- [Your instructions] Copy out the lines below word for word, beginning with the line that contains "Labeling fields. Category: total" and continuing through the line that contains "Labeling fields. Category: gravel", both included.

[BEGIN]

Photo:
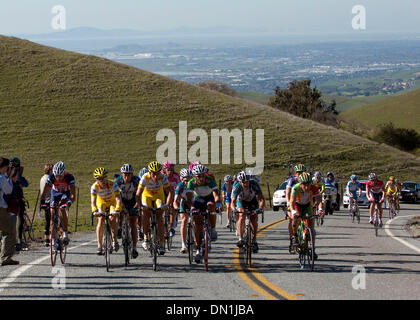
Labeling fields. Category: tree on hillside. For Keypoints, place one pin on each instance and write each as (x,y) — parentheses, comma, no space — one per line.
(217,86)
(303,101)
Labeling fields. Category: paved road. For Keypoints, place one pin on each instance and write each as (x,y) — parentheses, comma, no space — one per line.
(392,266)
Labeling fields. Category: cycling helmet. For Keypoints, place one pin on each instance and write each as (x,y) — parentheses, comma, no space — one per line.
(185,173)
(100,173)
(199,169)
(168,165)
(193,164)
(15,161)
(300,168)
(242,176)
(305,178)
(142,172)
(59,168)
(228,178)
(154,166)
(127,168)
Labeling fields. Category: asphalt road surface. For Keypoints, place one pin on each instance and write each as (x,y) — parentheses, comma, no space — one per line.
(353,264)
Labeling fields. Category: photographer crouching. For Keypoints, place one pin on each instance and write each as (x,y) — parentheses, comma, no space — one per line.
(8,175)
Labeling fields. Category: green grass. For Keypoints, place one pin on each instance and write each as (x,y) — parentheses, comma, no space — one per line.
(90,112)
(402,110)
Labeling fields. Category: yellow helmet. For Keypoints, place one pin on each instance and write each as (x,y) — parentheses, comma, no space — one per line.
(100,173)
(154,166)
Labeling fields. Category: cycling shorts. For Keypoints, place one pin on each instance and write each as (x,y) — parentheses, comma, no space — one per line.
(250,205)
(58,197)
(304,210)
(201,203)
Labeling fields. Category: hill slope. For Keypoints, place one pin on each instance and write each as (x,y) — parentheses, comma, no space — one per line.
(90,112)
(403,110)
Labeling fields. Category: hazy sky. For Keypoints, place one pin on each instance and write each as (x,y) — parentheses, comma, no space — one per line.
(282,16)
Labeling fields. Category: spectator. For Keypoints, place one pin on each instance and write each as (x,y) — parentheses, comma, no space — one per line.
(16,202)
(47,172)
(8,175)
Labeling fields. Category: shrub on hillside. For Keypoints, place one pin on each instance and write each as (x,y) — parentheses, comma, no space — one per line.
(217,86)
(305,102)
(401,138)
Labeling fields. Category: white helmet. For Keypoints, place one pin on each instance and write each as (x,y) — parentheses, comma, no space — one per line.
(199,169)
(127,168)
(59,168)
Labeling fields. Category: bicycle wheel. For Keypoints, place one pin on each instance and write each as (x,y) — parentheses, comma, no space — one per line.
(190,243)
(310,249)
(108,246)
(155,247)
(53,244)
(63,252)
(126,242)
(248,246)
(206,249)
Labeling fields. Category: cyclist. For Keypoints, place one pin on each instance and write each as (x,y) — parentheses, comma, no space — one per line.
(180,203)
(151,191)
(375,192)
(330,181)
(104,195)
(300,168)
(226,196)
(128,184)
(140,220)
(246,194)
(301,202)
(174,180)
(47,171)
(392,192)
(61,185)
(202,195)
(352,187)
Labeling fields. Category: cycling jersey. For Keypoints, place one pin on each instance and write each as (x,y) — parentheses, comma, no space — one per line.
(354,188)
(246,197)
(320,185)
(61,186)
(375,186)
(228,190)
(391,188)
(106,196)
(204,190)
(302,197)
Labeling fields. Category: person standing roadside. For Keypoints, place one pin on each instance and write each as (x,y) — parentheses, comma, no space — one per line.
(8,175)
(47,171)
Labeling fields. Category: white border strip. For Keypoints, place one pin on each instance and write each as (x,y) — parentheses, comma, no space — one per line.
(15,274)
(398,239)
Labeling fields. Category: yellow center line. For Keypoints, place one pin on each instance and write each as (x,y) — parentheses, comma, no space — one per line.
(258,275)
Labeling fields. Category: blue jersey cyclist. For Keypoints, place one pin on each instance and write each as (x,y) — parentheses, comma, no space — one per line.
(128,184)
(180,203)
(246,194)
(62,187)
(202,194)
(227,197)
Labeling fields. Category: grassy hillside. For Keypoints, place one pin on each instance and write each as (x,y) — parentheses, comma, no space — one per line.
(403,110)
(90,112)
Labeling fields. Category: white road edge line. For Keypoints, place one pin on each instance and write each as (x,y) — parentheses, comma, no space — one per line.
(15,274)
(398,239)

[END]
[BEGIN]

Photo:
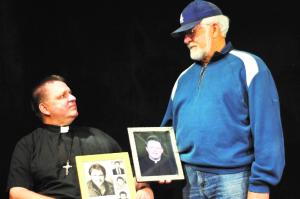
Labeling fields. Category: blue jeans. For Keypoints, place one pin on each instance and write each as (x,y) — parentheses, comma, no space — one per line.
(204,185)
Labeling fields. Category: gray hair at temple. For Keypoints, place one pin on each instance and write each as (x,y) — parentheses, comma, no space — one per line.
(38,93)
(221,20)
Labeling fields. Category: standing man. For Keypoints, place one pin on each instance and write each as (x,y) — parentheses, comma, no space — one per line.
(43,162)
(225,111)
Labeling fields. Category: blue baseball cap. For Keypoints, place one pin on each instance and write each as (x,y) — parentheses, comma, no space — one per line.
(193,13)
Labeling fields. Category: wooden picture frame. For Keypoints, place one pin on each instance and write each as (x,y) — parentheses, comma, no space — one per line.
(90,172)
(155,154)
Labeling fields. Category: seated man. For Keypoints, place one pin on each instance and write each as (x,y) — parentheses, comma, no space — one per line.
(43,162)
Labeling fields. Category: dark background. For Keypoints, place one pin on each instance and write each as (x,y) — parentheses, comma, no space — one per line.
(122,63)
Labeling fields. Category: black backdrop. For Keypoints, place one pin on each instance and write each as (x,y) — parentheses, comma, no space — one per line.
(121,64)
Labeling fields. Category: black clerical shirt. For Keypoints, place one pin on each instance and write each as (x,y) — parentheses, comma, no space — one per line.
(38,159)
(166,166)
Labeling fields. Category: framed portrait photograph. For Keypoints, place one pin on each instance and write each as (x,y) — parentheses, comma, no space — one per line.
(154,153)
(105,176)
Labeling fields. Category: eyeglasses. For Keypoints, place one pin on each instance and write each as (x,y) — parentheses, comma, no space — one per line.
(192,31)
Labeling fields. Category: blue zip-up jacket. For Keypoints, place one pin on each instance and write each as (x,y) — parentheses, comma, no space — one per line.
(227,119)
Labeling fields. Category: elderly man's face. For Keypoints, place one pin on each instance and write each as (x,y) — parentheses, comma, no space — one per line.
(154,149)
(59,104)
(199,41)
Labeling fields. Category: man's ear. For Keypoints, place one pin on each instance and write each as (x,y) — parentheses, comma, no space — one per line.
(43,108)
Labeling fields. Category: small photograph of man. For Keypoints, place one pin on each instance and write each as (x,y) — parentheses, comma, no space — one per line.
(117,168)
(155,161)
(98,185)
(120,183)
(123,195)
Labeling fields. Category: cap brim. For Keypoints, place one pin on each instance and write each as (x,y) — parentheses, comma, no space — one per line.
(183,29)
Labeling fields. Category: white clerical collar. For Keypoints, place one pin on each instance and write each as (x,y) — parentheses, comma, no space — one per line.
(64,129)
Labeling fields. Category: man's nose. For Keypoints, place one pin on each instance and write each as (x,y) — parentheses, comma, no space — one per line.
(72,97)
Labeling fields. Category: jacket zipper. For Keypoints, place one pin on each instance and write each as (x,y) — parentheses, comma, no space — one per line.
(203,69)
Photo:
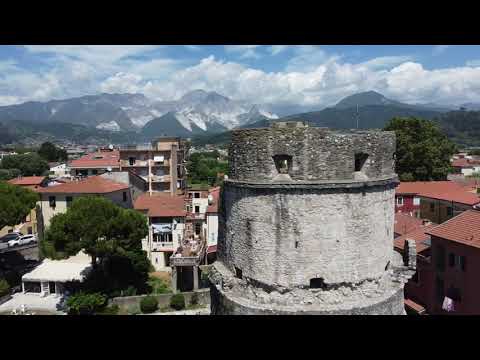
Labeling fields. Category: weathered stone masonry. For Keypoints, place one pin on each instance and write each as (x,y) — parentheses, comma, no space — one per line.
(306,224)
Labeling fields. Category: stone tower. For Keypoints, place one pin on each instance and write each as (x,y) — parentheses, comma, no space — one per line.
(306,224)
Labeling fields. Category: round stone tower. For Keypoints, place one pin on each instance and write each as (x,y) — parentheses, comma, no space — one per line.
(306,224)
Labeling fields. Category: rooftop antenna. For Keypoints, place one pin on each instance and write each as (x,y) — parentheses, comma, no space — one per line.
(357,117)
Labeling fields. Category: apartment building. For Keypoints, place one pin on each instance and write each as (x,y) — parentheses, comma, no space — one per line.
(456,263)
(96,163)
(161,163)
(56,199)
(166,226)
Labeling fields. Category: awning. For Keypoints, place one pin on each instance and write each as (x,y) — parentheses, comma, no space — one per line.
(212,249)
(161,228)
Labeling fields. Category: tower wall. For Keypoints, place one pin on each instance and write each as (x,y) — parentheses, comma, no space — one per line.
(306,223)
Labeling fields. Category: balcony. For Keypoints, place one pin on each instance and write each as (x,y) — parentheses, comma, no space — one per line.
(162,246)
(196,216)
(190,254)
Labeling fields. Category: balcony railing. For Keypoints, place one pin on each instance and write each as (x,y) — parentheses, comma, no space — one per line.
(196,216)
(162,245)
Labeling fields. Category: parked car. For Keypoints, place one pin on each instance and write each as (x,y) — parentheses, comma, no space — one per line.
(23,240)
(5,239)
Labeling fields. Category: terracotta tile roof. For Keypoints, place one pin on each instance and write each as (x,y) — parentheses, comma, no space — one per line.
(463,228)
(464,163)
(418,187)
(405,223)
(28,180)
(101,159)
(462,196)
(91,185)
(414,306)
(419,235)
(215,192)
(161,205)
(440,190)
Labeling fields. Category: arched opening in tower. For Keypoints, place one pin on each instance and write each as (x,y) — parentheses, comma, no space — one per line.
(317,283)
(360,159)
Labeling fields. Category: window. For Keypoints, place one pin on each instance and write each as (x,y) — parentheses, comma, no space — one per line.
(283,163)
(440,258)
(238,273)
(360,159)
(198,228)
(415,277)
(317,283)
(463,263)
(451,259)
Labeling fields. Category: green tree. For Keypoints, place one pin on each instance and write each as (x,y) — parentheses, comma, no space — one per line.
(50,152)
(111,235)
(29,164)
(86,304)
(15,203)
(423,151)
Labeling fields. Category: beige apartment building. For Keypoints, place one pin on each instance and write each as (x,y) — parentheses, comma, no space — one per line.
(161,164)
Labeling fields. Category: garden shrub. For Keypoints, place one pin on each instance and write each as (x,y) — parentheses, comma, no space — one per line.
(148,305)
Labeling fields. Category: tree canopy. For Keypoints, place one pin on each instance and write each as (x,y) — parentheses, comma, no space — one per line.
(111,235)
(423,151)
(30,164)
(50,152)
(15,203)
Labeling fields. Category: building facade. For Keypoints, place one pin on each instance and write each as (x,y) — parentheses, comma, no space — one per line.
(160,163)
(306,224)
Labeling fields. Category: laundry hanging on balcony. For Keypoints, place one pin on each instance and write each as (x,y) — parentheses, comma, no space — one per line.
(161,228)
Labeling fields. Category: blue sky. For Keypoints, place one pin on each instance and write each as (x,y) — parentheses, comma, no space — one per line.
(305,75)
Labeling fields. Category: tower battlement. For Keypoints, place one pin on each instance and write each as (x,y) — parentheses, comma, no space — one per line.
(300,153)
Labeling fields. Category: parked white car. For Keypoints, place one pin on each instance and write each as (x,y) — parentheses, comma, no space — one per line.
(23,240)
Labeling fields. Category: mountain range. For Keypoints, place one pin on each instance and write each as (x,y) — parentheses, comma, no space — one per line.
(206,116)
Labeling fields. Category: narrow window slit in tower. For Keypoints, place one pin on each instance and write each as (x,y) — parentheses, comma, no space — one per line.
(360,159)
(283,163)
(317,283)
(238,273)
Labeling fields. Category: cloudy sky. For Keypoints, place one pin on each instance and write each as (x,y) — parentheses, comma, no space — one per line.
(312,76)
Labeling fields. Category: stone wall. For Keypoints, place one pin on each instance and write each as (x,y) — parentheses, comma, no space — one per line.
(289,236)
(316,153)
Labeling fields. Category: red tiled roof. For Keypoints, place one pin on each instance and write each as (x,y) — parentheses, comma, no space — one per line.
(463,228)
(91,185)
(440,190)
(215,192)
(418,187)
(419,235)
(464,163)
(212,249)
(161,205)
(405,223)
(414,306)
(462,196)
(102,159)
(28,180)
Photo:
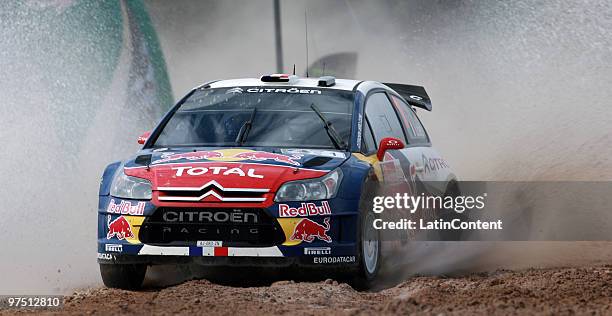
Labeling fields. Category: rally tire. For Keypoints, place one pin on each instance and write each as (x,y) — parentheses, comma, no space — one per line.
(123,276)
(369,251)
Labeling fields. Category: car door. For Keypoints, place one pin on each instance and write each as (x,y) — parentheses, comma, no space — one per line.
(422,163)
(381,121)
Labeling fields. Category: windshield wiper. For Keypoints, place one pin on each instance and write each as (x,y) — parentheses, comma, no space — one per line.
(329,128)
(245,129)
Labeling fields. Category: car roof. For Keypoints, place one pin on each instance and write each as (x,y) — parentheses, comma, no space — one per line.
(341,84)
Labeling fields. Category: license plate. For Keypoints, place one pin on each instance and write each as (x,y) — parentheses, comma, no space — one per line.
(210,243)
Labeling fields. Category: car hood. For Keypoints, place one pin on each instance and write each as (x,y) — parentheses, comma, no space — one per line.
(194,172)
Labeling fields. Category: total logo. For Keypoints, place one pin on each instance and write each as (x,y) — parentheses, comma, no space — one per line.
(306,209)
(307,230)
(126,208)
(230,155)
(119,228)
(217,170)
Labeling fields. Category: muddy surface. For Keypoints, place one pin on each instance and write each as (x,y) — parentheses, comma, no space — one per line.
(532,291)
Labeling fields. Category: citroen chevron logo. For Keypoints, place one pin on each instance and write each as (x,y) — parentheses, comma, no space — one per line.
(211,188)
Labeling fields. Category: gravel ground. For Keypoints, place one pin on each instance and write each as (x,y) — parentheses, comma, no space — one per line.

[END]
[BEGIN]

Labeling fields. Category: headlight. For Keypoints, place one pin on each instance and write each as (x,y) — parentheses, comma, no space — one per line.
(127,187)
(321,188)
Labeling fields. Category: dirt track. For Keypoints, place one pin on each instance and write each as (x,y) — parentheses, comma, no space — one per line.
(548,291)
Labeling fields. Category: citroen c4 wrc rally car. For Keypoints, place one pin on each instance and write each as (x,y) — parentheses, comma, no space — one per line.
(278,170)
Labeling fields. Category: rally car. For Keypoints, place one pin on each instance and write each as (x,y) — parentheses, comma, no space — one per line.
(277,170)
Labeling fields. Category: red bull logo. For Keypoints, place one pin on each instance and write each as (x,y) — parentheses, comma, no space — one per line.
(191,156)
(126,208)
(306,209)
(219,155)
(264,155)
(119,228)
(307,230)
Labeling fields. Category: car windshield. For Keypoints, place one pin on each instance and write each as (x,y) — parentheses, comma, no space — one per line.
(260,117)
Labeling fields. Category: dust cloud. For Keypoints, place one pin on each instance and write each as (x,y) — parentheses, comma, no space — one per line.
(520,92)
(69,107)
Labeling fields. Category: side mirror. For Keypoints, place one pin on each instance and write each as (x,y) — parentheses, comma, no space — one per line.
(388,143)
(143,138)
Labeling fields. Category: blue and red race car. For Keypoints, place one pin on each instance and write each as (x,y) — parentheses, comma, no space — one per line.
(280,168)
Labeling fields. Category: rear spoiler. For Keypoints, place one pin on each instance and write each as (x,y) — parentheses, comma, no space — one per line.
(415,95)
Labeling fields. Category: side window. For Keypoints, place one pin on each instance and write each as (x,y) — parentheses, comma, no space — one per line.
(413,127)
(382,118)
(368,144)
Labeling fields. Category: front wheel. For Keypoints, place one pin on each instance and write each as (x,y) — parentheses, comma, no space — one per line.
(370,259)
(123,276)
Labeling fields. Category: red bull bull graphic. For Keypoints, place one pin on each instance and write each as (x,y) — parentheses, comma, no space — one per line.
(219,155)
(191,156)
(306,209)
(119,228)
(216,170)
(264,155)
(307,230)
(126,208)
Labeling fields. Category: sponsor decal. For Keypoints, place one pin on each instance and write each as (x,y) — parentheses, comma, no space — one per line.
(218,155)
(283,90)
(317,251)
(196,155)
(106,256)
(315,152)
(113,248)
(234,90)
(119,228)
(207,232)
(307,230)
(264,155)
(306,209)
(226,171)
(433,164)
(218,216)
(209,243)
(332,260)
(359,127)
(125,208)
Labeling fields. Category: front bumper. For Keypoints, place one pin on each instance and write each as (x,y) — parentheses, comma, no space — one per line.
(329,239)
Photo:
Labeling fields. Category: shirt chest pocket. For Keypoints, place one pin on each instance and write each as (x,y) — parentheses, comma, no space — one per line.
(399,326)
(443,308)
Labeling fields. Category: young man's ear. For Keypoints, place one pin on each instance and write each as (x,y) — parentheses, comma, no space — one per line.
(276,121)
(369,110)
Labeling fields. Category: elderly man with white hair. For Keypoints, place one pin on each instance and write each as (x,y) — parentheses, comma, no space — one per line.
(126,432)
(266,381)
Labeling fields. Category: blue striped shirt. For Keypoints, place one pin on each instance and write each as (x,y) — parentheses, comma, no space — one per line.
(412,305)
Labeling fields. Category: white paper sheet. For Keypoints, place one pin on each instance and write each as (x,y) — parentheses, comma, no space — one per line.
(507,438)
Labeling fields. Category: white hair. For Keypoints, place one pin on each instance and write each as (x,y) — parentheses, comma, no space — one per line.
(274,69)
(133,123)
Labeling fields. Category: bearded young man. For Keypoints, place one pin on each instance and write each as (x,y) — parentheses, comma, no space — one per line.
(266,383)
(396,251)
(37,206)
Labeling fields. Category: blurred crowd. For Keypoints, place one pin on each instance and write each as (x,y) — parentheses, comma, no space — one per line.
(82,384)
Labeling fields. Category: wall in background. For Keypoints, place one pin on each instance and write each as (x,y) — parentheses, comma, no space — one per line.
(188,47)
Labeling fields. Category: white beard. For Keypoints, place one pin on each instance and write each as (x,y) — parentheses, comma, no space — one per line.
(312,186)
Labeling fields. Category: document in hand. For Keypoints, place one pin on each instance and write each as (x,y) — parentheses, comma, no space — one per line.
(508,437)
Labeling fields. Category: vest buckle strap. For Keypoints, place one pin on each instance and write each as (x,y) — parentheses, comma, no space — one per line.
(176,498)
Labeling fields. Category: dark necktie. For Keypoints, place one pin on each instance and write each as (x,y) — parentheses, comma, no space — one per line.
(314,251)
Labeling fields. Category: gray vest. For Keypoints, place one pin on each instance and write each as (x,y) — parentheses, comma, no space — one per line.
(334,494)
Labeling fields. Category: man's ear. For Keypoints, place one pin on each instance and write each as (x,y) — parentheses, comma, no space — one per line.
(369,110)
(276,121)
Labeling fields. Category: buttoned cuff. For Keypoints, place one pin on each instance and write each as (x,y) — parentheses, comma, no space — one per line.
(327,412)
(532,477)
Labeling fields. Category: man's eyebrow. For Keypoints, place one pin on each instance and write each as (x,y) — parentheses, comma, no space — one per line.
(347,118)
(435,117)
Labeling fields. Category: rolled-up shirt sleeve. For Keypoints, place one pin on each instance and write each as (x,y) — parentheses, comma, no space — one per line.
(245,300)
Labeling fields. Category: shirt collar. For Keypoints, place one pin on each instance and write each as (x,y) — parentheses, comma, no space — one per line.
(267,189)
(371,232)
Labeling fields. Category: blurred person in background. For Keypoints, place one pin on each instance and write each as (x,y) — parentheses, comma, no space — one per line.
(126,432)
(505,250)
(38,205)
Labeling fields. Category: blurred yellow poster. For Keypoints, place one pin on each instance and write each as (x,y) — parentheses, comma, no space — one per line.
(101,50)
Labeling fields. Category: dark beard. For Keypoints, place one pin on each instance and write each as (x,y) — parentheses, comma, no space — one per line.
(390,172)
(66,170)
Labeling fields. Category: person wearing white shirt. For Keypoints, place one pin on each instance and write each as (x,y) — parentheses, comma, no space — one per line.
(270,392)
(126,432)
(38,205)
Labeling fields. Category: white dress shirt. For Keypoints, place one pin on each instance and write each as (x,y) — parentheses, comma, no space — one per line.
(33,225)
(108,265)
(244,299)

[END]

- [Output below]
Labeling fields. Category: total logo. For Keypoints, place one pin on each instance and write each as (x,y) — parentheses, comma, no space — one per line.
(306,209)
(307,230)
(126,208)
(230,155)
(119,228)
(217,170)
Labeling fields. Category: muddy surface. For Keypoints, place one pin on each instance and write each as (x,y) — parentheses, comma, no space — one per line.
(532,291)
Labeling fields. Category: citroen chevron logo. For Keypoints, place one pin on each instance and write each as (x,y) — parentheses, comma, no space — one per line.
(211,188)
Labeling fields. Category: gravel ground. For Keypoints, place one pin on each instance and write each as (x,y) — parentheses, comma, no space — one per line.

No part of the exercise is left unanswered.